## [Written task 1]
Answer these questions from the INS Vikrant text, one line each:
(a) In what month was INS Vikrant commissioned?
(b) Since when has INS Vikramaditya been undergoing a refit?
(c) Even with two carriers in service, how many carrier battle groups will the Navy have to plan with?
## [Written task 2]
From the INS Vikrant text, copy verbatim the part that opens with the words containing "The recent integration" and closes with "testing and refinement.".

## [Quoted text]
══════════════════════════════
The recent integration of the indigenous fighter aircraft and MiG-29K with INS Vikrant was a watershed moment for Indian Navy that caught global attention. The successful landing and take-off of the indigenous LCA Navy on its first-ever Indigenous Aircraft Carrier (IAC I) put India in an elite group of nations with homemade aircraft carriers. The ‘trap’ and subsequent launch of the Naval Light Combat Aircraft (LCA-N) from the deck of INS Vikrant marks the successful culmination of an ‘initial phase’ of indigenisation efforts, with multiple critical technologies getting proven after decades of R&D, testing and refinement.
This event also makes the potential beginning of the next phase of transformation in India’s military capability – indigenously developed solutions which enable India to retain the military advantage in operations across domains – in line with the vision of Atmanirbhar Bharat (Self-reliant India). It is, however, imperative that the long-term investments to enable and even catalyse such transformation be made proactively soon.
A Window of Opportunity
A window of opportunity for such investment may be found in the maritime domain. INS Vikrant was commissioned in September last year. While helicopter operations from its deck progressed even during the pre-commissioning trials, naval pilots have been able to successfully undertake the launch and recovery of fighters from its deck within the second quarter of its commissioning.
Significantly, the successful flying operations of both the LCA-N and Mig29K fighters from the Indian Navy from the carrier on the same day mark the dawn of full-fledged maritime air operations from Vikrant. Consequently, in the coming months, the Indian Navy will be able to deploy two operational carrier battle groups in its areas of interest for the first time in several years. However, over the last two years, naval operations at sea have been without integral air support owing to the maintenance schedule of the Russian-made INS Vikramaditya, which has been undergoing a refit since December 2020, will significantly impact the way maritime military operations are planned and undertaken. Owing to the delays in supplies from Russia, for which Cochin Shipyard Limited (CSL) and the Indian Navy reached out to local industry, it is ready to sail out anytime soon, as per official sources.
Even with two carriers in service, the Navy will have to continue to plan with only a single carrier battle group to cater to the maintenance requirements of the platforms. In effect, this will inevitably result in one of the maritime flanks having a ‘capability gap’, impinging on the ability to deploy combat power against an adversary optimally.
══════════════════════════════
## [Records shown]
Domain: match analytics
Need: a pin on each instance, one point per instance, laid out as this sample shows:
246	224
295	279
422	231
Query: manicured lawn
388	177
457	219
══════════════════════════════
## [Exercise response 1]
(a) September
(b) December 2020
(c) A single carrier battle group

## [Exercise response 2]
The recent integration of the indigenous fighter aircraft and MiG-29K with INS Vikrant was a watershed moment for Indian Navy that caught global attention. The successful landing and take-off of the indigenous LCA Navy on its first-ever Indigenous Aircraft Carrier (IAC I) put India in an elite group of nations with homemade aircraft carriers. The ‘trap’ and subsequent launch of the Naval Light Combat Aircraft (LCA-N) from the deck of INS Vikrant marks the successful culmination of an ‘initial phase’ of indigenisation efforts, with multiple critical technologies getting proven after decades of R&D, testing and refinement.